■ Aim of the exercise
Copy out precisely the line that holds "Target: large red boulder" and all the lines following it in the data, up to and including the last one, and no others.

■ Exercise materials
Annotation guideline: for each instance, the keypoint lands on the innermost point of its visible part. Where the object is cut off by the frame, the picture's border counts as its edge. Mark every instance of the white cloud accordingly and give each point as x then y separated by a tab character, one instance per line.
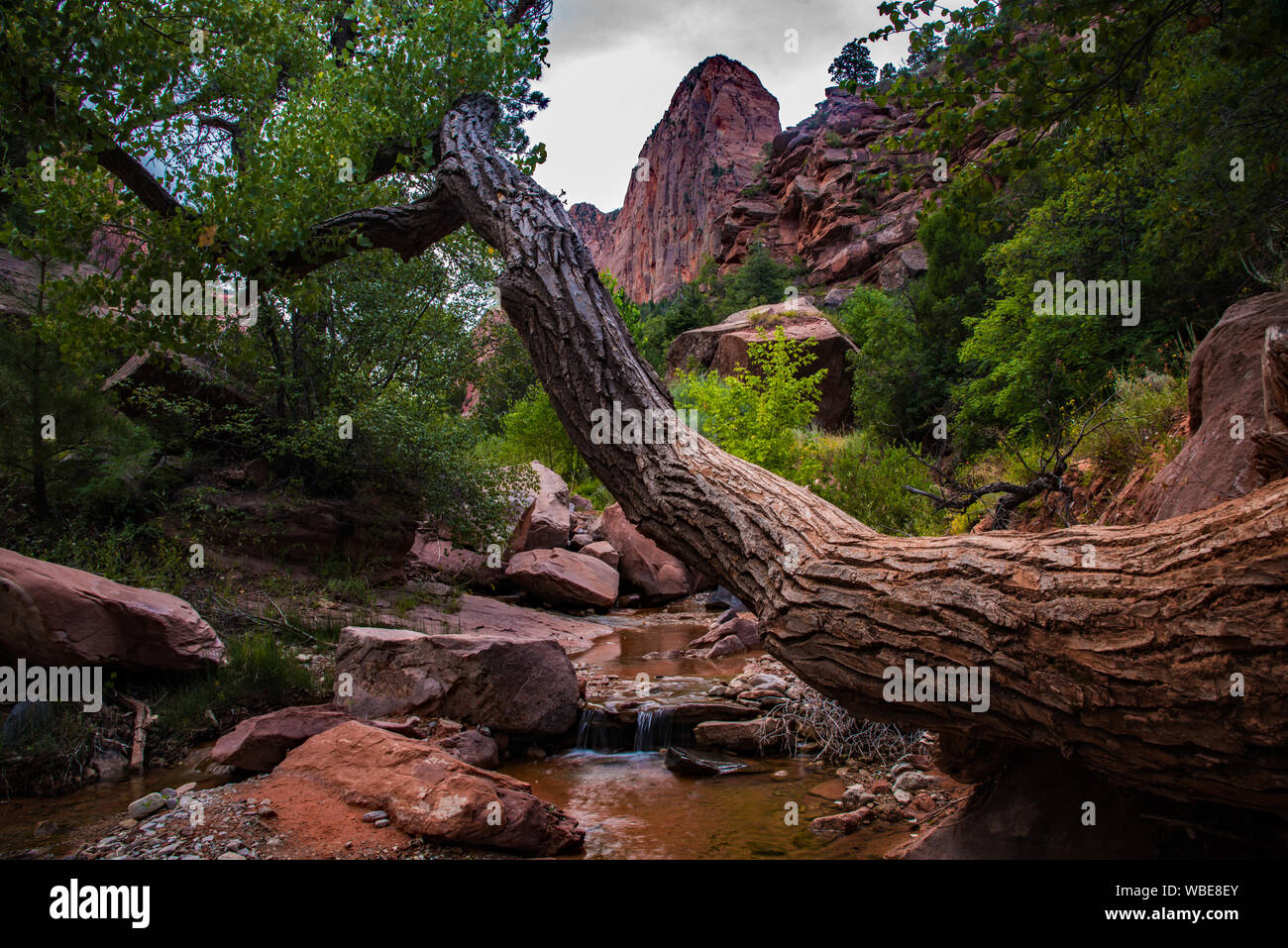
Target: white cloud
616	63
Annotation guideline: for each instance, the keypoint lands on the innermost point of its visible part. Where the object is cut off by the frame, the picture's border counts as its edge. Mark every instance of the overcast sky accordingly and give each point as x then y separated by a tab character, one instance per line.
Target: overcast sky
613	65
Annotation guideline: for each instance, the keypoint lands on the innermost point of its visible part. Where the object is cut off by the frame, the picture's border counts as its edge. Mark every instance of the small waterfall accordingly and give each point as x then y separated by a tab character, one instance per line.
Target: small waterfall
593	729
653	728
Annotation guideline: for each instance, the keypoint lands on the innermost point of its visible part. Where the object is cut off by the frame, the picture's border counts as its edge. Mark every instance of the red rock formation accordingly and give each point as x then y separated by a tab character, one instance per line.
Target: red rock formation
722	348
54	614
699	156
1225	385
806	197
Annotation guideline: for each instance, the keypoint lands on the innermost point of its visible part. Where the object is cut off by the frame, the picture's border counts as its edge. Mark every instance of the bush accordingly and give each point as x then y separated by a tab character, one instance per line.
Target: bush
866	479
756	414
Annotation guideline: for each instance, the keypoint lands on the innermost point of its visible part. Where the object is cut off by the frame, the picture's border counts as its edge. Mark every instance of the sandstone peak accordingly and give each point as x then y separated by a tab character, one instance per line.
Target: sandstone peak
706	149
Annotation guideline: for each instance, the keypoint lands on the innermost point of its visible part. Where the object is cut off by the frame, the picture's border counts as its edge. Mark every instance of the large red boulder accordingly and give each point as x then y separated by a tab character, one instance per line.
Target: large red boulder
261	743
60	616
724	350
546	520
643	565
426	791
1225	384
563	578
515	685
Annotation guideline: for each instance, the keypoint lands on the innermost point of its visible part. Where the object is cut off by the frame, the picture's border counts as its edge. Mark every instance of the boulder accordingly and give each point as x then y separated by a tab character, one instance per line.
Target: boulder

■ Solution to this task
Target: large red boulder
261	743
60	616
724	350
546	520
643	565
426	791
1225	384
563	578
515	685
Annotation guideline: for each instance, the keypoint lands on the innermost point of its visible part. Where the object is cut off by the frame, the picture's border counts as its edge. Mark every instance of the boulder accordingly and give each point as x then y separated by a tab character, one instance per line.
Target: boulder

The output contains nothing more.